Pope Francis calls for ecological concern in his Pope Video.
YouTube screenshot

Aug 30, 2024
VATICAN CITY (LifeSiteNews) — This September, Pope Francis has urged members of the Catholic Church to “pray for the cry of the Earth” and “the victims of environmental disasters and the climate crisis.”

“We pray that each of us will listen with the heart to the cry of the Earth and the victims of environmental disasters and the climate crisis, committing ourselves personally to guarding the world we inhabit,” the Pope’s prayer intention for September begins.

Each month a prayer intention and accompanying video is posted by the Pope Video network, in which Pope Francis issues a specific prayer intention for the coming weeks.

To coincide with the month-long period designated as the “Season of Creation,” which runs from September 1 through October 4, Francis’ September intention focusses on ecological issues.

Entitled “for the cry of the earth,” the papal message remarks that “if we took the planet’s temperature, it will tell us that the Earth has a fever. And it is sick, just like anyone who’s sick.”

“But are we listening to this pain? Do we hear the pain of the millions of victims of environmental catastrophes?” it adds.

However, numerous scientific experts, such as Nobel Prize winner Dr. John Clauser of the CO2 Coalition, have refuted mainstream alarmist climate claims, such as those promoted by Pope Francis, and denied that there is a “climate crisis.”

READ: Nobel Prize winner denounces alarmist climate predictions: ‘I don’t believe there is a climate crisis’

Continuing, Francis urged that people “commit ourselves to the fight against poverty and the protection of nature, changing our personal and community habits.”

────────────────────────────────────────

**JOBS**
a. Using the article on the Pope's September prayer intention, answer these questions:
(i) Which dates does the "Season of Creation" run between?
(ii) What does the papal message say the planet's temperature would show the Earth has?
(iii) Which network posts a prayer intention and video each month?
b. Rewrite the paragraph beginning "To coincide with the month-long period" from the article on the Pope's September prayer intention in a single shorter sentence, keeping its main facts.
c. According to the article on the Pope's September prayer intention, why does Francis' September intention focus on ecological issues?
The records are separate material and are not connected to the article.

Object pointing records:
────────────────────────────────────────

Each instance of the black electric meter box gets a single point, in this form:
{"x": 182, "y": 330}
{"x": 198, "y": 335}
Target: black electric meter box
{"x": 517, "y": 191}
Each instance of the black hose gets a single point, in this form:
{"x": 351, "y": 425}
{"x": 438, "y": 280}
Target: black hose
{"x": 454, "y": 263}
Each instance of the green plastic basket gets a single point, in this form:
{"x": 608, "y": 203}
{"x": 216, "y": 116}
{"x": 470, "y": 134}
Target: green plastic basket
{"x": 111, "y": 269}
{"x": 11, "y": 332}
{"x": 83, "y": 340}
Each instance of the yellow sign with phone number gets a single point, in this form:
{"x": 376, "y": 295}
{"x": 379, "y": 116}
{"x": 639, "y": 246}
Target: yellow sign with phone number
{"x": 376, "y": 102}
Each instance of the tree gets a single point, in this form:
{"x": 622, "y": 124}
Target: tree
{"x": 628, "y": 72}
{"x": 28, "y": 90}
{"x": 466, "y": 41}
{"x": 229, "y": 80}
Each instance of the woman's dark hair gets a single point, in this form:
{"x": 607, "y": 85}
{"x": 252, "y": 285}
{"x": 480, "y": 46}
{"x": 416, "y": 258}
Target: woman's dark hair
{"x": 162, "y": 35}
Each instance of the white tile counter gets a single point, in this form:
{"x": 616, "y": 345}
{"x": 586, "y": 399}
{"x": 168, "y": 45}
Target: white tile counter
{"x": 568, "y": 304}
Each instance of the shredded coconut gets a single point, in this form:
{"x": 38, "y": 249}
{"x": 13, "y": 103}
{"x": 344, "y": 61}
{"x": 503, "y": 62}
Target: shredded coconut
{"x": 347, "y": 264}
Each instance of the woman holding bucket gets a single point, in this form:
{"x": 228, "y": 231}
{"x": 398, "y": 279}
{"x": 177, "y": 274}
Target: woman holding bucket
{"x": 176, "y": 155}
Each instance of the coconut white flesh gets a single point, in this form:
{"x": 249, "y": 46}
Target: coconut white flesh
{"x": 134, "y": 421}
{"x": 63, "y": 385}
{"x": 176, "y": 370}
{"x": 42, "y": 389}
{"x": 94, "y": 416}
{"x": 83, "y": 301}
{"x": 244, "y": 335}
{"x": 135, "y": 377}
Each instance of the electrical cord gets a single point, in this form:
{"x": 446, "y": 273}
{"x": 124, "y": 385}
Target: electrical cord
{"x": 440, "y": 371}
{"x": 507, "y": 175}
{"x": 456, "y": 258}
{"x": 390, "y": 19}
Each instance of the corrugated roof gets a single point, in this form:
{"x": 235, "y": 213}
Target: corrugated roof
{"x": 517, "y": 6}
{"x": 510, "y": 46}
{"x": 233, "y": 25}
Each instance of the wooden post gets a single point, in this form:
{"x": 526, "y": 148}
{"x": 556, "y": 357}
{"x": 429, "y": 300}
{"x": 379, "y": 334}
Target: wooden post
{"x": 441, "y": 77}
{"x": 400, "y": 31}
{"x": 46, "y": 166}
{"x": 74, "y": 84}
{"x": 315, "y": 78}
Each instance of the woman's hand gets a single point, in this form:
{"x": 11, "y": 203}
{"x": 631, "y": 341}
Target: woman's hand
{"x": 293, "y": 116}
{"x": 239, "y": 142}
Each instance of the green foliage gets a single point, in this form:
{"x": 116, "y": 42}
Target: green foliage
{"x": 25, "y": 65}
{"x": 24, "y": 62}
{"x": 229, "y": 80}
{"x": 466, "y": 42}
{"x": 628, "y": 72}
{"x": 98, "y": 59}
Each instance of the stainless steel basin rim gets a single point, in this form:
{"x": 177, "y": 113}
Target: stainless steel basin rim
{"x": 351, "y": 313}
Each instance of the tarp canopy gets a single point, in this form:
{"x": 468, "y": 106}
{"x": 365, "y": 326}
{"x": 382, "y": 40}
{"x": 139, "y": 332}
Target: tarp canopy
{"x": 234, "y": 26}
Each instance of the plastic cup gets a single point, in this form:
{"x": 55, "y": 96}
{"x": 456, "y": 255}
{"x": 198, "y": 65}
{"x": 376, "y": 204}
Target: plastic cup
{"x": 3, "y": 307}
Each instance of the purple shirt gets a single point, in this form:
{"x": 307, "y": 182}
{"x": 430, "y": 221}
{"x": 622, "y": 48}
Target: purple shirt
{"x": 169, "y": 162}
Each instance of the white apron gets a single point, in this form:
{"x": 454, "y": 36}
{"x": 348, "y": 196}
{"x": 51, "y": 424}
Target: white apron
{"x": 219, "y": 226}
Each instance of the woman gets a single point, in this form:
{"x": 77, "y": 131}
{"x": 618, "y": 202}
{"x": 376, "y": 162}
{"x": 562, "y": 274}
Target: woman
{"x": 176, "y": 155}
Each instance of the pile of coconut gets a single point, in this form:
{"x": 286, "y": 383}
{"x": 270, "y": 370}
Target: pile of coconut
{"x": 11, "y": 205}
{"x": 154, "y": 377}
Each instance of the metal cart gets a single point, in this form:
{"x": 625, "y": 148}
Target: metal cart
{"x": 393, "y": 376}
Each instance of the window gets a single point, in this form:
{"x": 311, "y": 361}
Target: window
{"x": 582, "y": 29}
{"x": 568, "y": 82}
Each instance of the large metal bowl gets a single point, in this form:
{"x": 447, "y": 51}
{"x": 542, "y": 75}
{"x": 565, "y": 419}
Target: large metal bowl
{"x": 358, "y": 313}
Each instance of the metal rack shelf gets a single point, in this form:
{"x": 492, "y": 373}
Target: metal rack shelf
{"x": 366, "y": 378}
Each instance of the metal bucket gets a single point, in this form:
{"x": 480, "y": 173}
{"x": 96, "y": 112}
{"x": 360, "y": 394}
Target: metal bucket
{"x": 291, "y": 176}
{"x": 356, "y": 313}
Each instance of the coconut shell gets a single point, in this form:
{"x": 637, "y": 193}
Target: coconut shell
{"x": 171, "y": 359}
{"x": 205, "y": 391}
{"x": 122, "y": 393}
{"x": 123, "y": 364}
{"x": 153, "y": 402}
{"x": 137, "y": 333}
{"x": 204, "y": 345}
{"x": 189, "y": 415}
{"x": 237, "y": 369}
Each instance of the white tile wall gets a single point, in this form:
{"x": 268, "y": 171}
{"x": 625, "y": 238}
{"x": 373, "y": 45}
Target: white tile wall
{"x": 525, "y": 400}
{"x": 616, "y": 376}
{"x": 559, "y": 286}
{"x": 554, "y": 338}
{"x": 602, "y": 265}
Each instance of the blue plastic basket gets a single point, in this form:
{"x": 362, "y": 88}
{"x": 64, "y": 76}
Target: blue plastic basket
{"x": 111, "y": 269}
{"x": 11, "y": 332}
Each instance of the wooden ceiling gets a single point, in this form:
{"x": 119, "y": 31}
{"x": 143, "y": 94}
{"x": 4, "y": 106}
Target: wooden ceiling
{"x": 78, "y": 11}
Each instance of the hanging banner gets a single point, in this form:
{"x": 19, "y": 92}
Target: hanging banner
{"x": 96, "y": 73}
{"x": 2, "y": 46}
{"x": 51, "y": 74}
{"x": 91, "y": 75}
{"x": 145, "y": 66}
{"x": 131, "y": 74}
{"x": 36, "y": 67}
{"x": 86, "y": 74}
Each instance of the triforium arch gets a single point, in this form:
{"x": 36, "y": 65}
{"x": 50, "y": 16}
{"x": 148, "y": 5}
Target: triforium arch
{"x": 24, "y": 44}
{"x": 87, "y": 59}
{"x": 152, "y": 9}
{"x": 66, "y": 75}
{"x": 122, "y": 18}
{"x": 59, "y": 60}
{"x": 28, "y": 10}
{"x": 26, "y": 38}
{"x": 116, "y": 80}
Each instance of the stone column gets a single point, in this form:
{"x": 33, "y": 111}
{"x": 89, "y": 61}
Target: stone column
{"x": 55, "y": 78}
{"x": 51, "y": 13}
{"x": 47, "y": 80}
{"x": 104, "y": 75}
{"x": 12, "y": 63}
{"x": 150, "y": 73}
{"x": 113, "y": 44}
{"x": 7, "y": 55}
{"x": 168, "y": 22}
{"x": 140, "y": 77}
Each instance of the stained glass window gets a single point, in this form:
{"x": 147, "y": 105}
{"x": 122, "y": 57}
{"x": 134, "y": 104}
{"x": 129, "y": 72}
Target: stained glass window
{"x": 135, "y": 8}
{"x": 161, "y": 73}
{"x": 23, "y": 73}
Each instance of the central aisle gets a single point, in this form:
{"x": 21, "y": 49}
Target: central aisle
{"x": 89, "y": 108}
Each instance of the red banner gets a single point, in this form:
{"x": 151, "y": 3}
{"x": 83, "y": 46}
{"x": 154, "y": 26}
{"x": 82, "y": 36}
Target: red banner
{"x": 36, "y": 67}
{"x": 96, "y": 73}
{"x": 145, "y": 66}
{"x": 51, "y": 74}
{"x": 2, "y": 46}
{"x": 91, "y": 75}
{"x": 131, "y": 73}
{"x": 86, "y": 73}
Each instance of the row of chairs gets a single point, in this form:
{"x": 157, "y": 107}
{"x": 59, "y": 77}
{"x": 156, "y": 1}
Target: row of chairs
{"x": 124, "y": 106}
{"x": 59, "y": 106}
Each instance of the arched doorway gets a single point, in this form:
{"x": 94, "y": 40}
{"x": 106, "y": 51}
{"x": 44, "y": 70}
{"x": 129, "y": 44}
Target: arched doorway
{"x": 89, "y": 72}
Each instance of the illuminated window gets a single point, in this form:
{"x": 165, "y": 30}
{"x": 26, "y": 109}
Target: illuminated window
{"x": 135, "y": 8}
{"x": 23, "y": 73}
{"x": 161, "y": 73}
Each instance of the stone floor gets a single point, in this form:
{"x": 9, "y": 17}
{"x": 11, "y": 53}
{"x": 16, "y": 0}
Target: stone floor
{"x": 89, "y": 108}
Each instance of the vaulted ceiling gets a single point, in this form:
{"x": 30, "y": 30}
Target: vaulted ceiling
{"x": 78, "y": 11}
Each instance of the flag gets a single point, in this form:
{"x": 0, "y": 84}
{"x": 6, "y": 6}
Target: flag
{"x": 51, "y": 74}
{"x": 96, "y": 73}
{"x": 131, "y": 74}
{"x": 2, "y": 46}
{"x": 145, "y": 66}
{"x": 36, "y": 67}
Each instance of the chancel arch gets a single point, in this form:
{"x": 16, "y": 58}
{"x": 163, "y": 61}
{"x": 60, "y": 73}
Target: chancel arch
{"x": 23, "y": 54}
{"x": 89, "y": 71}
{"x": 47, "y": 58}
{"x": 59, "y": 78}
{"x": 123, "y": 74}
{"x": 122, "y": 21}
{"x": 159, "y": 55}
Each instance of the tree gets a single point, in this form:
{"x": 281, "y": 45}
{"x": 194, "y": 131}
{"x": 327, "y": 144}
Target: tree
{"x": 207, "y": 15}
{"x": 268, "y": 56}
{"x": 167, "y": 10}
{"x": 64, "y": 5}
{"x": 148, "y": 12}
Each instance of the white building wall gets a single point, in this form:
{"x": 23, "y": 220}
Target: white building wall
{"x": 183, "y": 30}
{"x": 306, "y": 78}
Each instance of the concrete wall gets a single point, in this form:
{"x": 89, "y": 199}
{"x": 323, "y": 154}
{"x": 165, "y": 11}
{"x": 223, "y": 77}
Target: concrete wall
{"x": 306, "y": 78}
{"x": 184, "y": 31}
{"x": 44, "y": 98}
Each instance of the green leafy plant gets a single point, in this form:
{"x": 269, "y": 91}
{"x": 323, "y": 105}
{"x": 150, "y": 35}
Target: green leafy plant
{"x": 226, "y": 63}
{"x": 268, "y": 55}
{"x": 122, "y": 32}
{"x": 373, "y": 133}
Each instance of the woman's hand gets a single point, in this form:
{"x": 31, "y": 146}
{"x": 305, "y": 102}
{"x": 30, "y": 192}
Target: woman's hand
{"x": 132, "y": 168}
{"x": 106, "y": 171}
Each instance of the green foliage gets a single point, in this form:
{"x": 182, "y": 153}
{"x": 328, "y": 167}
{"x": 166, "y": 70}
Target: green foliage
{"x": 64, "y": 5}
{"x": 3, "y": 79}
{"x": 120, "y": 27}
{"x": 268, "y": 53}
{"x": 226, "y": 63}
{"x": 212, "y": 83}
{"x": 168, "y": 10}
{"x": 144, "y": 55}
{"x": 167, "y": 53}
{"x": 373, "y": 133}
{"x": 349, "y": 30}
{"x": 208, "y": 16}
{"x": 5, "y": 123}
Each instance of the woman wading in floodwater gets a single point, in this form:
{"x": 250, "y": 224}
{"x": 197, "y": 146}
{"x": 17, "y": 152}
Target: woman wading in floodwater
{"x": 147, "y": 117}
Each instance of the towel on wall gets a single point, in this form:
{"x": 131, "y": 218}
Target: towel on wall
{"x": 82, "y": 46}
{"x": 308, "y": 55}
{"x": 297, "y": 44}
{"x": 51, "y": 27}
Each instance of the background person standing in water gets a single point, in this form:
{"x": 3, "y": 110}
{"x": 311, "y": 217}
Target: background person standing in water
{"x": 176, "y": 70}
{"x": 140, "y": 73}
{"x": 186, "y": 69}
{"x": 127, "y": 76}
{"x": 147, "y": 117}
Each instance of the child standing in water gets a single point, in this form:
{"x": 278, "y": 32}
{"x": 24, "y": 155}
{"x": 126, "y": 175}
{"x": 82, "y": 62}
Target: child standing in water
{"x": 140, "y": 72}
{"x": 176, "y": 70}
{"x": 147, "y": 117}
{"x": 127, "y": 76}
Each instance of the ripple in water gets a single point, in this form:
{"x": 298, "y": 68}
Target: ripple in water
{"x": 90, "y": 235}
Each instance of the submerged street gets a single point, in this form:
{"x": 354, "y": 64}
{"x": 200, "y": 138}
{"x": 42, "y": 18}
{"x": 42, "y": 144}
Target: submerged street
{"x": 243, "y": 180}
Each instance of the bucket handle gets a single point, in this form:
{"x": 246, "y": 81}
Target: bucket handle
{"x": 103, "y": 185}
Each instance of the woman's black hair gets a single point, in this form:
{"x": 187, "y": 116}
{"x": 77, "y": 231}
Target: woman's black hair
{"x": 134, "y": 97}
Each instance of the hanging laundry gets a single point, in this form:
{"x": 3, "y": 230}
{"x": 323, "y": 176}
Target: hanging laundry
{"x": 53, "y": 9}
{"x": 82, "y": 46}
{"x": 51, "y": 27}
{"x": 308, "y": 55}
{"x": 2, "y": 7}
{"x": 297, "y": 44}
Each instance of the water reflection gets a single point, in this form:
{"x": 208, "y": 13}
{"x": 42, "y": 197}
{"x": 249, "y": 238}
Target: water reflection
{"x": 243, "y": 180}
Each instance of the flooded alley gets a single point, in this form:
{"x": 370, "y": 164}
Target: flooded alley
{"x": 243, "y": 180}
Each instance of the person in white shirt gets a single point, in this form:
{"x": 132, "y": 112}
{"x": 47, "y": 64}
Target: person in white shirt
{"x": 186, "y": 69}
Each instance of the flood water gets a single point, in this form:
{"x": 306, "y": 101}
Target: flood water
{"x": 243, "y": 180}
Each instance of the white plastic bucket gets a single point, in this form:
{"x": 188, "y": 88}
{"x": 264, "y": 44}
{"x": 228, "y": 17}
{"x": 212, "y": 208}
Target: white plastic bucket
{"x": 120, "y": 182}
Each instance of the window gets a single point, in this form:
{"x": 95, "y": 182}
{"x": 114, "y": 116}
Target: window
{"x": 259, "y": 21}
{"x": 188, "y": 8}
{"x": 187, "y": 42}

────────────────────────────────────────

**OUTPUTS BY TASK**
a.
(i) September 1 through October 4
(ii) A fever
(iii) The Pope Video network

b. Francis' September intention focuses on ecological issues to match the "Season of Creation," which lasts from September 1 to October 4.

c. It focuses on ecological issues to coincide with the "Season of Creation," a month-long period that runs from September 1 through October 4.